Given task >>
The entries below need to be written out exactly, with no pictures included.

Task data >>
^^^^^^^^

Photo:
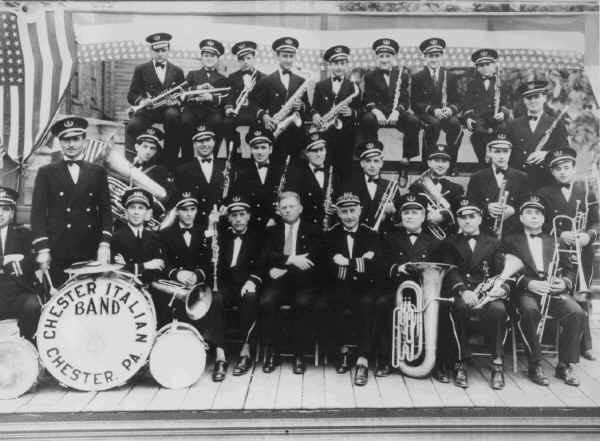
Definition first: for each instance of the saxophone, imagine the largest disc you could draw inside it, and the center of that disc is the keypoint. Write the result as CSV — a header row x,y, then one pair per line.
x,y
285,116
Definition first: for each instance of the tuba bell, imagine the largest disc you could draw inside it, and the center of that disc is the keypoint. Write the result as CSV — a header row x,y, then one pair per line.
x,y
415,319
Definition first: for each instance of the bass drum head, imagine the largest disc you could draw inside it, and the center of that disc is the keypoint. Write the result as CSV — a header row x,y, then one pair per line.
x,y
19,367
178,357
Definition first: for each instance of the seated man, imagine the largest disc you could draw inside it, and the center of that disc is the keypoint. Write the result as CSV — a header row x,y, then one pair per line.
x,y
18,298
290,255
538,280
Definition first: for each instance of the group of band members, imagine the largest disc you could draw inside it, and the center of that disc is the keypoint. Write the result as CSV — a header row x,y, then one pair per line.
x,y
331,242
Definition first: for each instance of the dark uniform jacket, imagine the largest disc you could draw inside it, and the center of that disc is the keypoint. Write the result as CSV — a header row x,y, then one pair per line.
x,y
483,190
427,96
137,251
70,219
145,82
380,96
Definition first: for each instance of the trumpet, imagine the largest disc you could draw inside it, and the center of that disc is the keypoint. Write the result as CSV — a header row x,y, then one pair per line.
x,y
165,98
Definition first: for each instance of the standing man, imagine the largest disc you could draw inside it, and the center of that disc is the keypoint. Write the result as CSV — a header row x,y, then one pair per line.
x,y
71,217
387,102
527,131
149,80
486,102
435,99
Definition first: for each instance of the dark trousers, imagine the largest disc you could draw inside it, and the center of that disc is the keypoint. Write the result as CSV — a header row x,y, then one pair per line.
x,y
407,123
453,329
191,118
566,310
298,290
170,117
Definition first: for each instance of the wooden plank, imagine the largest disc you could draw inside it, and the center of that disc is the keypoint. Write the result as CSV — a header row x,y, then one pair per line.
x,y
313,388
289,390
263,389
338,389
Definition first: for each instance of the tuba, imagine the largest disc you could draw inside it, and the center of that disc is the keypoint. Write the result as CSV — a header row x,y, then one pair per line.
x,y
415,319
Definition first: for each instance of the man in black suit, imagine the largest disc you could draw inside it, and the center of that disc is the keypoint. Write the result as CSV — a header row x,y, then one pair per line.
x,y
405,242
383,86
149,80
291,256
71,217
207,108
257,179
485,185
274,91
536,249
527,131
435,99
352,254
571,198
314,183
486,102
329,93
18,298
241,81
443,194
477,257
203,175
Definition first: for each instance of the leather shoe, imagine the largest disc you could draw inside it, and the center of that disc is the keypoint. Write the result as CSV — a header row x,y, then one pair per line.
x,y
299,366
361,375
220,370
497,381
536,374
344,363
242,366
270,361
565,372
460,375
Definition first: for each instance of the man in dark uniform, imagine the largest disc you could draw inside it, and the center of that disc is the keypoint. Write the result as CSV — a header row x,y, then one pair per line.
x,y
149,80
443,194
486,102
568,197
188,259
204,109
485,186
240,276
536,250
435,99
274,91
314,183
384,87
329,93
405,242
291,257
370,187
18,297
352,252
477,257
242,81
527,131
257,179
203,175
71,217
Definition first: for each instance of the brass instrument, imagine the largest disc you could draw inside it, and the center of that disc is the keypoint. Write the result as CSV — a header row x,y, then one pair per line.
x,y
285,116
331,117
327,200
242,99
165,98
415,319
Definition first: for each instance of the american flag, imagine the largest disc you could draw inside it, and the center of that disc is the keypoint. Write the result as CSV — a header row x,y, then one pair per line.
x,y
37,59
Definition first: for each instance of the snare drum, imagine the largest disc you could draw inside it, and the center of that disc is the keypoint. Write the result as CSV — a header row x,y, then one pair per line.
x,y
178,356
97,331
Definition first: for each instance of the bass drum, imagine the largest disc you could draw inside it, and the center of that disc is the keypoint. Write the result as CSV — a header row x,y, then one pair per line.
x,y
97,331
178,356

^^^^^^^^

Full output >>
Photo:
Definition first: for each instance of the saxophone, imagine the largest disc you could draw inside it, and the center of that disc is the keypoint. Write the result as CSV — a header row x,y, then one pair per line.
x,y
285,116
Definition first: for each instance of the tuba bell, imagine the largest disc you could draw inside it, and the center of that disc is the keypoint. Write the result as CSV — a header row x,y, then one pair per line.
x,y
415,319
Definition first: for each instance of the bass drum head, imagine the largest disc you could draw inside it, and the center of that disc is the keypoint. Write the result as CSV — a header row x,y, then one pair per line.
x,y
19,367
178,357
Definition first: for each instance of the seated man, imagine the largest disc you could draw inside it, and the center of that disc is the keypoint. Write the result as CSV — a header row x,y, then one pair per line.
x,y
18,298
290,255
538,280
Definition first: for each instance of the group of band members, imagine the largest disc you could draw inside it, and the center of that disc is the keypoint. Write the result as CSV — a header row x,y, then one pair per line.
x,y
331,242
Definition first: for each instance of the dark uniform jacket, imagine the largest disc you could draw inside it, and the center of that disc is the keypoint. Write the result as CSV — a header row x,y, then one pair per line.
x,y
483,190
427,96
137,251
70,219
145,82
380,96
Definition first: for each instance of the trumpet, imagine the largest disc you could draw inside it, and the center of that disc is the keypoint. Write the result as CSV — a header row x,y, then one pair per line.
x,y
165,98
Definition first: for each instance of the standing man, imagine the largest disc you could draw inside it, and the center of that disc is the keypoint. Write the result as CSV — a header row x,y, then one pair per line.
x,y
71,217
387,102
527,131
149,80
486,102
435,99
Definition first: for each instance of the dark trousers, imagine the largest disc you could draw inside it, and the center of that disc is the keypoint. Write the result as CSV — a header row x,y, then one pair per line.
x,y
407,123
453,329
191,118
566,310
298,290
170,117
Definition first: for each instance of the wooden plank, imagine the largest disc you could draw inside it, and the center of that disc is the keypoint. Write the result as CSV — a header row x,y, then one pair per line.
x,y
313,388
289,390
263,389
338,389
Definition first: for each instance of the tuba, imagine the largest disc you could draw inside it, and the center of that disc is the keypoint. Write the result as CSV — a header row x,y, then one pair per line.
x,y
415,319
Definition first: for each instance of the man in black suit, imagine the largest disc you could draw inside it, and the center of that disc is the keypoint. Write the result as CSV — a header row x,y, then one pair per line.
x,y
405,242
383,86
149,80
291,256
71,217
207,108
257,179
485,185
274,91
536,249
527,131
435,99
352,254
571,198
314,183
486,102
329,93
18,298
241,81
443,194
477,257
203,175
Definition first: for each instance of the leather shoe, imagine the largest disc you could draw inside it, and the center of that disc is the keypoint. Write the result as CSV — a header row x,y, then one pair per line.
x,y
299,366
361,375
220,370
497,381
536,374
344,363
242,366
270,361
565,372
460,375
Definition first: for each instance of the man in dark uniform, imagine the largest disc you could draw inside it, and the center of that disc is the keypoint. Write the result as CSV — a header row x,y, then one pair per line.
x,y
149,80
443,194
486,102
568,197
188,259
204,109
485,186
240,276
536,250
435,99
274,91
314,183
384,87
329,93
405,242
291,257
370,187
18,297
352,252
477,257
242,81
527,131
257,179
203,175
71,217
Definition first: for each instance of the brass instrument, imagine the largest disc you could draw inside it, and the center of that disc is the keypoint. Write the result as CSV — a header row x,y, then one pair per line.
x,y
285,116
331,117
327,200
242,99
165,98
415,319
Definition first: for each instance of the american flag, imagine the largest disc you could draw inside it, and the center of that disc is the keypoint. Write the result as CSV — a header row x,y, then one pair per line.
x,y
37,59
Definition first: for each instance of the snare drum, imagine the largest disc you could draw inside it, and the center of that disc is the keypoint. Write the result as CSV — a header row x,y, then one pair per line.
x,y
178,356
97,331
Definition first: for each instance of the bass drum, imagine the largest disc you could draw inside it, and the center of that disc is the keypoint. Write the result as CSV — a header row x,y, then one pair per line.
x,y
97,331
178,356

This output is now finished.